• Problem details: All of the data is to be set down again without any alteration.

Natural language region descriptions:
★ ★ ★
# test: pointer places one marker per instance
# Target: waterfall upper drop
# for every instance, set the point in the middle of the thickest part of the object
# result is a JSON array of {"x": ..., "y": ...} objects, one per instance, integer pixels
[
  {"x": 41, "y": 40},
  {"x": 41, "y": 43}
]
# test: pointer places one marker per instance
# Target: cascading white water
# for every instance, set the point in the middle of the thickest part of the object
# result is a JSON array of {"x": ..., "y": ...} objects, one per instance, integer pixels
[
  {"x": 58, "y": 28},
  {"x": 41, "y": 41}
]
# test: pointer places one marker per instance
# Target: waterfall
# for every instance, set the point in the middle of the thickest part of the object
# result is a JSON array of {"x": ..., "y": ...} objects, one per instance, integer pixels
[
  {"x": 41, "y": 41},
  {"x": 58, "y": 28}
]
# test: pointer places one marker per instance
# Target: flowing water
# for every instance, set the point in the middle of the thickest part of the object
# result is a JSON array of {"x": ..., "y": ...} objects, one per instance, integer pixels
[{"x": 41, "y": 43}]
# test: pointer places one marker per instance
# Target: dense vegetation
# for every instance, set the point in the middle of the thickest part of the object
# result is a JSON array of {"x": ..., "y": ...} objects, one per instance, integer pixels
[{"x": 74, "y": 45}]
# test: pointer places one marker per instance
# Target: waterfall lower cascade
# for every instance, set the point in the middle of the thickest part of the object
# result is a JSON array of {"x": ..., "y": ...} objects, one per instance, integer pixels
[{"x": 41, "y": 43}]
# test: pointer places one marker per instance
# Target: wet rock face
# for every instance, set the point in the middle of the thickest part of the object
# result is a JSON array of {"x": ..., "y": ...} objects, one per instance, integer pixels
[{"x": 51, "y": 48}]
★ ★ ★
• Answer to the problem:
# test: pointer places one marker per instance
# Target: waterfall upper drop
# for every instance, set the point in the middle of the thickest part of the object
# result is a JSON array of {"x": ..., "y": ...} objects, one per instance, integer pixels
[
  {"x": 41, "y": 40},
  {"x": 41, "y": 43}
]
# test: pointer places one marker per instance
# Target: cascading white water
# for every instance, set the point in the middle of the thickest part of the object
# result is a JSON array of {"x": ..., "y": ...} objects, one per instance, integer pixels
[
  {"x": 58, "y": 28},
  {"x": 41, "y": 41}
]
# test: pointer places one marker per instance
# Target: waterfall
# for every instance, set the point in the middle of the thickest part of the object
# result is a JSON array of {"x": ..., "y": ...} objects, one per instance, integer pixels
[
  {"x": 41, "y": 41},
  {"x": 58, "y": 28}
]
# test: pointer places one marker per instance
# Target: flowing water
# for every instance, set the point in the middle of the thickest part of the object
# result is a JSON array of {"x": ..., "y": ...} objects, one per instance, integer pixels
[{"x": 41, "y": 43}]
# test: pointer places one marker per instance
# Target: dense vegetation
# for every instance, set the point in the middle of the thickest part of the object
# result is a JSON array of {"x": ..., "y": ...} objects, one per instance, integer pixels
[{"x": 74, "y": 45}]
# test: pointer places one marker per instance
# Target: waterfall lower cascade
# for every instance, set the point in the middle of the thickest part of the object
# result is a JSON array of {"x": ..., "y": ...} objects, one per instance, integer pixels
[{"x": 41, "y": 43}]
# test: pointer places one marker per instance
# Target: wet rock face
# for every instance, set the point in the middle of the thickest part of the object
# result is a JSON array of {"x": ..., "y": ...} objects, one per instance, integer pixels
[{"x": 51, "y": 48}]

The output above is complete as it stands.